### REQUIRED WORK
Repeat all of the records verbatim.
* Begin STORED DATA *
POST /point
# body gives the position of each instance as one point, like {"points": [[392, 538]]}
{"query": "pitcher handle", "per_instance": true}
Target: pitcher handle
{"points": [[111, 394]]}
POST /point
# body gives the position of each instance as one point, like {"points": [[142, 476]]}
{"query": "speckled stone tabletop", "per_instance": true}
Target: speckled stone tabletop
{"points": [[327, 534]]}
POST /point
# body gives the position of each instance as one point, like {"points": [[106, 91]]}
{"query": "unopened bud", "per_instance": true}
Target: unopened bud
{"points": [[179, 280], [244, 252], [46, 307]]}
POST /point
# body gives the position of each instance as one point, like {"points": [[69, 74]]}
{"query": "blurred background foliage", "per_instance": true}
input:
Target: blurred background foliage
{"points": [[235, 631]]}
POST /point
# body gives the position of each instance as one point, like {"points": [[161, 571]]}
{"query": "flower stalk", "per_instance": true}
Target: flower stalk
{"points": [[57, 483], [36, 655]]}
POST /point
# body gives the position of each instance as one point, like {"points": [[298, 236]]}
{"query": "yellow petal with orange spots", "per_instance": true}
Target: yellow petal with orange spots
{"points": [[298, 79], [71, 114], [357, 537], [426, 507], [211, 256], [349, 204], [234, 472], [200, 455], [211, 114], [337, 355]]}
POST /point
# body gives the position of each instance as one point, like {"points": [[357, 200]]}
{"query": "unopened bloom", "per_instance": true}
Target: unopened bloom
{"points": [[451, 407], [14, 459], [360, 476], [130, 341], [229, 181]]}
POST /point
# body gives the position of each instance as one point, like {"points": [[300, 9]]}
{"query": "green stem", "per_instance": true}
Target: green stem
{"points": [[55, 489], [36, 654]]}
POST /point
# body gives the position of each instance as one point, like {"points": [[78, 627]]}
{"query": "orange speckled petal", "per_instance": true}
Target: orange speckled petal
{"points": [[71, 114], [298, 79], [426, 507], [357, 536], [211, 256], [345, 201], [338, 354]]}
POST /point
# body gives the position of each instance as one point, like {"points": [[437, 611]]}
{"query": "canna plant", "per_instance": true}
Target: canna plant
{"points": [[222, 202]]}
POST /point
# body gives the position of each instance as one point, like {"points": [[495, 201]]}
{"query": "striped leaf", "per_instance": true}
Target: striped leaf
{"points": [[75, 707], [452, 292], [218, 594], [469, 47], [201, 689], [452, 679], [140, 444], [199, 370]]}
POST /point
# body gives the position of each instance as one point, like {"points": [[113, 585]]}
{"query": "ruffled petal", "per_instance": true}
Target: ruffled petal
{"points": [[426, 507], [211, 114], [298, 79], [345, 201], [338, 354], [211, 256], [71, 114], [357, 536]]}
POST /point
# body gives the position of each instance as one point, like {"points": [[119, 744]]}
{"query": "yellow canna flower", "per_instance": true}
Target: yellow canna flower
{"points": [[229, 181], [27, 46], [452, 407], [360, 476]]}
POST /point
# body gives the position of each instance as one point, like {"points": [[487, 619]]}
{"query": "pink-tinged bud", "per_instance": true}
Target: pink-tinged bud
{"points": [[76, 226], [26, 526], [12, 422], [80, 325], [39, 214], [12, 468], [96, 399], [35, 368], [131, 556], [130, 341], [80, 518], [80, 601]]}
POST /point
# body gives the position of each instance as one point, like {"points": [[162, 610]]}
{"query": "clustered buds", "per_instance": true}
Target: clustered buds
* End STORED DATA *
### SOLUTION TO THIS EXERCISE
POST /point
# body gives the position of each instance as one point, like {"points": [[392, 538]]}
{"query": "pitcher handle", "per_instance": true}
Target: pitcher handle
{"points": [[111, 394]]}
POST /point
# body gives the position of each instance as one point, like {"points": [[142, 476]]}
{"query": "speckled stone tabletop", "per_instance": true}
Target: speckled stone tabletop
{"points": [[327, 534]]}
POST /point
# body gives the position of each instance as one point, like {"points": [[106, 91]]}
{"query": "unopened bud", "per_instance": true}
Target: unopened bud
{"points": [[179, 280], [244, 252], [46, 307]]}
POST /point
# body gives the position of each instance as one point, like {"points": [[69, 74]]}
{"query": "blurred background foliage", "per_instance": true}
input:
Target: blurred background foliage
{"points": [[235, 631]]}
POST /point
# body gives the position of each instance as one point, like {"points": [[161, 571]]}
{"query": "flower stalk", "per_instance": true}
Target: flower stalk
{"points": [[57, 483], [36, 655]]}
POST /point
# body gives the position of each instance as one point, like {"points": [[298, 236]]}
{"query": "yellow petal with orange spots", "per_instance": true}
Target: yellow petal with orange spots
{"points": [[298, 79], [71, 114], [357, 537], [426, 507], [211, 256], [349, 204], [234, 472], [200, 455], [211, 114], [337, 355]]}
POST /point
# body gives the position of each instance as one point, like {"points": [[357, 200]]}
{"query": "unopened bloom", "per_instance": true}
Target: unopened bloom
{"points": [[451, 407], [14, 459], [360, 476], [130, 341], [229, 181]]}
POST /point
# body gives the position of each instance as one point, like {"points": [[300, 9]]}
{"query": "green stem", "per_instance": true}
Target: green stem
{"points": [[55, 489], [36, 654]]}
POST /point
# body gives the position of each instance as one point, like {"points": [[78, 627]]}
{"query": "orange speckled petal", "per_instance": true}
Target: orange speckled petal
{"points": [[71, 114], [298, 79], [426, 507], [357, 536], [211, 256], [345, 201], [338, 354]]}
POST /point
# body gives the position of each instance as one point, like {"points": [[437, 611]]}
{"query": "canna plant", "per_instance": true}
Target: canna plant
{"points": [[222, 202]]}
POST /point
# body gives the position of each instance as one point, like {"points": [[495, 201]]}
{"query": "striped leaf", "per_instance": true}
Target: striped leaf
{"points": [[75, 707], [452, 292], [218, 594], [469, 47], [201, 689], [452, 679], [140, 444], [199, 370]]}
POST /point
# body gives the position of each instance as one point, like {"points": [[113, 585]]}
{"query": "ruffled petal", "per_instance": true}
Target: ruffled petal
{"points": [[426, 507], [211, 114], [298, 79], [345, 201], [338, 354], [211, 256], [71, 114], [357, 536]]}
POST /point
# body gives the position of each instance as one point, like {"points": [[119, 744]]}
{"query": "yellow canna flower", "per_instance": true}
Target: yellow canna flower
{"points": [[229, 181], [27, 46], [452, 407], [360, 476]]}
POST /point
# body gives the position of each instance as one point, like {"points": [[487, 619]]}
{"query": "pink-tinged bud", "per_instance": true}
Target: pink-tinged bud
{"points": [[76, 226], [26, 526], [12, 422], [80, 325], [39, 214], [12, 468], [96, 399], [35, 368], [131, 556], [130, 341], [80, 518], [80, 601]]}
POST /point
# body gives the position of each instance as one point, like {"points": [[162, 610]]}
{"query": "clustered buds", "per_instance": true}
Target: clustered buds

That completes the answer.